»»
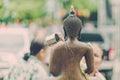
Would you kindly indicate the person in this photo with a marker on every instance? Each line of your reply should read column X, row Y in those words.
column 33, row 67
column 98, row 56
column 66, row 55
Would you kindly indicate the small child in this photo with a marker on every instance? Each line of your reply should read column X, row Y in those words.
column 98, row 56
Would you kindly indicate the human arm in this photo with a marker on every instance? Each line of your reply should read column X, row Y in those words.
column 89, row 60
column 55, row 63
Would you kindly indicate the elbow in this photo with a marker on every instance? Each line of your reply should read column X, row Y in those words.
column 54, row 72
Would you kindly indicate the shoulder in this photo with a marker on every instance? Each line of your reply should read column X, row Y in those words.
column 58, row 46
column 87, row 46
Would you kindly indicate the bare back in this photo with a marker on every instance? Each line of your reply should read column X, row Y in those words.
column 65, row 60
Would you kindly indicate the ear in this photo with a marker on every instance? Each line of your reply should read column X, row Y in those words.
column 79, row 36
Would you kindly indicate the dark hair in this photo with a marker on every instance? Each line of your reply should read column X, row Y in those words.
column 35, row 47
column 72, row 25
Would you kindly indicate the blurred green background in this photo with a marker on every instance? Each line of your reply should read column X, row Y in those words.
column 11, row 10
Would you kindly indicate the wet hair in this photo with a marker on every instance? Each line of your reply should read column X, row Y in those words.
column 35, row 47
column 72, row 25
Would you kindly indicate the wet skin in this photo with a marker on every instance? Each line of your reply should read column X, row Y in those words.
column 66, row 64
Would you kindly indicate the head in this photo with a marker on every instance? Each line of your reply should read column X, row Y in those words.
column 98, row 54
column 38, row 50
column 72, row 26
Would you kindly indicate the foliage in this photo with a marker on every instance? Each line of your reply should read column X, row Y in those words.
column 33, row 9
column 91, row 5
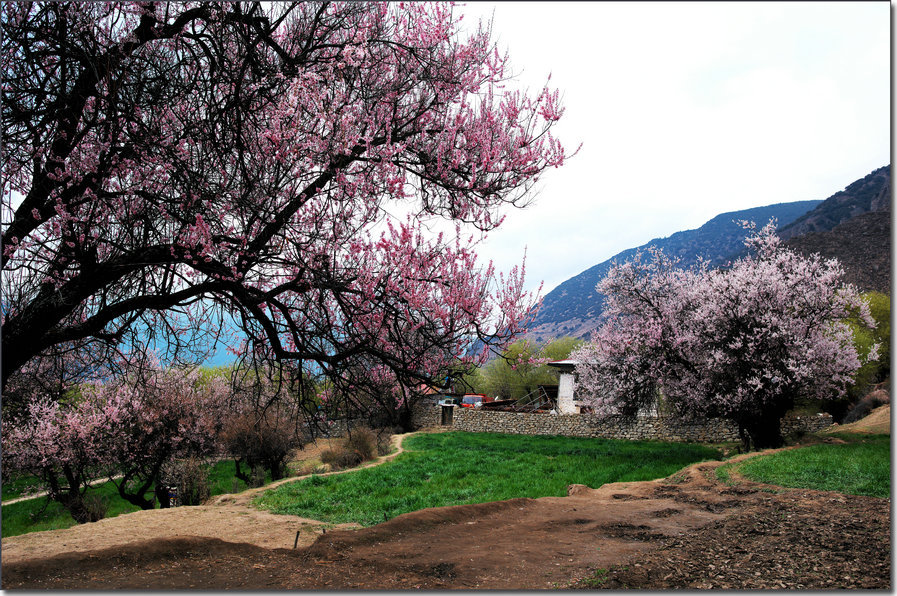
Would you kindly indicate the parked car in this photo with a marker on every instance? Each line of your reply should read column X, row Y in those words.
column 474, row 400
««
__PROBLEM REQUIREMENTS__.
Strip out the images, then output the records above word for word.

__SOLUTION TO THIS EXERCISE__.
Would you kindly indicate the person in this photo with a marker on every instance? Each line of your reply should read column X, row Y in those words.
column 33, row 67
column 98, row 56
column 66, row 55
Would you kindly indicate the small child in this photo with a marker on every instance? Each line of your reply should read column X, row Y in those words.
column 98, row 56
Would you kindly indicate the human arm in this photo with a marker on every instance? Each line of your reply should read column X, row Y in those words.
column 89, row 60
column 55, row 63
Would you kindly indicate the elbow in this photo with a marker on every instance? Each line of your reply should read column X, row Y in those words.
column 54, row 72
Would you kindly indicate the shoulder in this photo with a marker on every instance? Each line of your reply should read column X, row Y in those words.
column 58, row 46
column 87, row 46
Would you kindly indicate the bare back in this photo with a marker on every instance? Each line of your reply should read column X, row Y in those words.
column 65, row 60
Would you kindly indicate the ear in this photo with a marker on every instance? Each line of your reply should read column X, row Y in those words.
column 79, row 36
Would you kindly indicate the dark hair in this photo with a marker on every instance? Each line of your reply should read column X, row Y in those words.
column 35, row 47
column 72, row 25
Would you kindly indicate the blurred green background in this photo with a marker on every instance? Each line of your reply should read column X, row Y in those words.
column 11, row 10
Would you kindly indicate the wet hair in this photo with a marker on every instance? Each line of your reply should read column X, row Y in those words.
column 35, row 47
column 72, row 25
Would you kindly indicate the wet skin in this photo with a marker on every instance? Each line of your reply should read column X, row Y in those words.
column 66, row 64
Would you kindly indicate the head in this photo with a marker on every instance? Each line of your reply should read column X, row Y in those words.
column 98, row 54
column 38, row 50
column 72, row 26
Would you kindly indicate the foliage in this photo with a marker on every instance? Each line of your reply should read column X, row Y in those words.
column 33, row 9
column 91, row 5
Would you kindly indicate the parked car in this photo with a marker on every instance? Each line of your reply should read column X, row Y in those words.
column 474, row 400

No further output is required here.